Kaynak metin
Bugün camiada herkesin diline pelesenk olan, ‘şirketleşme’ mantalitesini 30 yıl önce ortaya attığında eleştiri oklarının hedefi olan Efsane Başkan Nafiz Zorlu, yıllar süren suskunluğunu Erkut Şahin’e bozdu…

Hani bir söz vardır, “altın çöpe de düşse, yine altındır” diye. Bu söz “İzmir’in parlak yıldızı” Altay’ı ne kadar da güzel anlatıyor. Peş peşe liglerden düşerken 1 milyar liraya dayanan borcuyla uçurumun kenarına gelen Altay, gelecek hafta bugün tarihinin en önemli genel kurullarından birini yapacak. Kongre öncesi adaylığını açıklayan isimler var, başka adaylar olabileceği de söyleniyor, ancak lafla peynir gemisi yürümediğinden bu girişimlerin ne derece gerçekçi olduğunu haftaya hep birlikte yaşayıp göreceğiz.

Bu tarihi kongre öncesi çok ama çok önemli bir isimle ile sohbet ettim. Yıllardır hiçbir medya organına konuşmayan, hatta artık yaşamını sürdürdüğü İstanbul’dan İzmir’e bile pek gelmeyen Altay’ın yaşayan ‘Efsane’ başkanlarından Nafiz Zorlu suskunluğunu bu tarihi kongre öncesi bozarken, çarpıcı açıklamalarda bulundu. ‘Zorlu’ soyadı ile iş ve futbol dünyasına bir dönem damga vuran bir ailenin en önemli fertlerinden Nafiz Zorlu için şahsen ben “Tanıdığım en büyük Altaylılardan biri” demekten hiçbir beis görmüyorum. Siyah-beyazlı kulübün bugünkü durumuna çok üzülen ancak sık sık ortaya konan ‘karanlık tablo’ edebiyatına da çok takılmayan Zorlu’nun kendi döneminden başlayarak bugüne kadar geçen süreç ve bundan sonrası için görüşleri işte şöyle:

Nafiz3

Çarkı çevirmek daha kolaydı

“60’lardan başlayarak hemen hemen 90’ların sonlarına dek bu işler nispeten kolaydı. Profesyonellik gelişmediği için oyuncular makul paralara oynuyor, idarecilik yapanlar masraflar nispeten az olduğundan biraz da cepten ya da çevreden topladıklarıyla bütçe oluşturabiliyordu. Üstelik büyük kulüpler, Anadolu kulüplerinden astronomik rakamlara oyuncular transfer ettikleri için bir iki futbolcu çıkaran takımlar bonservis ücretleriyle çarkı rahat rahat çeviriyordu. Futbolun bugünkü gibi endüstrileşeceği, oynama şeklinin bu kadar değişeceği, günlük antrenman dozlarının ve oyuncu yetiştirmenin bu kadar önemli olacağı öngörülmüyordu. “

Nafiz2

O zamanlar vizyon zayıftı

Tesisleşme konusunda çok geride kalındığına dikkat çeken Nafiz Başkan, şöyle devam ediyor; “Mesela şehrimiz için konuşalım; İzmir gibi ciddi göç alan bir kentte o dönem çok müsait alanlar mevcuttu. 100 dönümlük bir arazi antrenman tesisleri, kamp ve sosyal alanları ile bir kulübün bütün ihtiyaçlarını giderebilirdi. Ancak bunun yerine, ‘futbolculara para ödüyoruz’ ya da ‘deplasmana gidiyoruz’ gibi bahanelerle tesisleşme ikinci plana itildi. Çünkü tesisleşme için ekstra bir bütçe gerekiyordu. Şimdi o dönemin insanlarını suçlamak da ne derece doğru. Yani ‘bu vizyona sahip değillerdir’ demek de zor, çünkü futbolun bu şekle geleceğini kestirmek pek de mümkün değildi.”

Sorular ve görevler
1) Nafiz Zorlu söyleşisinde "Bugün camiada herkesin" ifadesinden başlayıp "birlikte yaşayıp göreceğiz." ifadesine kadar uzanan bölümün tamamını, "uçurumun kenarına" yerine "iflasın eşiğine" koyarak yeniden yazınız.
2) Nafiz Zorlu söyleşisine göre Altay'ın borcu hangi rakama dayanmaktadır?
3) Nafiz Zorlu söyleşisini kaldığı yerden sürdürünüz.

Veri satırları

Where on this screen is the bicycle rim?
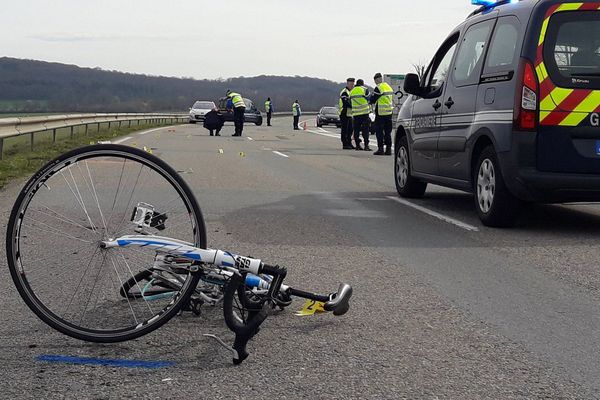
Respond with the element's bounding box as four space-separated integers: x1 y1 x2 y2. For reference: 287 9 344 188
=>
7 145 206 342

Görevlerin yanıtları
1)
Bugün camiada herkesin diline pelesenk olan, ‘şirketleşme’ mantalitesini 30 yıl önce ortaya attığında eleştiri oklarının hedefi olan Efsane Başkan Nafiz Zorlu, yıllar süren suskunluğunu Erkut Şahin’e bozdu…

Hani bir söz vardır, “altın çöpe de düşse, yine altındır” diye. Bu söz “İzmir’in parlak yıldızı” Altay’ı ne kadar da güzel anlatıyor. Peş peşe liglerden düşerken 1 milyar liraya dayanan borcuyla iflasın eşiğine gelen Altay, gelecek hafta bugün tarihinin en önemli genel kurullarından birini yapacak. Kongre öncesi adaylığını açıklayan isimler var, başka adaylar olabileceği de söyleniyor, ancak lafla peynir gemisi yürümediğinden bu girişimlerin ne derece gerçekçi olduğunu haftaya hep birlikte yaşayıp göreceğiz.

2) 1 milyar liraya.

3)
Nafiz1

Yatırım için sermaye lazım

Başkanlığı yıllarında şirketleşmeyi kulüpte ilk ortaya atan, ancak bugün bile anlamakta zorlandığımız derecede tepki ile karşılaşan Zorlu, o dönemi de günahları ve sevaplarıyla şöyle anlatıyor: “Benim düşüncem şuydu. İşin gelecekte büyük paralarla döneceği varsayımına dayalı olarak gelir yaratabilecek pozisyonu ancak önceden yaptığın yatırımlarla hazırlayabilirsin. Bu yatırımları yapabilmek için de sermaye lazım. Rakamsal olarak söylersem o dönem 6-7 milyon dolar bir ödeme yaptık, yani cepten. Takım kurmak, bonservisli oyuncu almak, masrafları karşılamak ve tesis yapmak için. Bugün bu 6-7 milyon dolar içinde objektif olarak değerlendirirsek, hata olarak addedilebilecek en kabadayısı 1 milyon dolar tasarruf edebilirdik. Zaten burada bir tane yanlış transfer, yaptığın birçok doğruyu götürüyor. Örneğin Hasan Özer’i tutmak için senede 300 bin dolar ödemelisin. 300’leri 200’leri toplandığında biranda eksi 3.5 milyon dolar yazar.”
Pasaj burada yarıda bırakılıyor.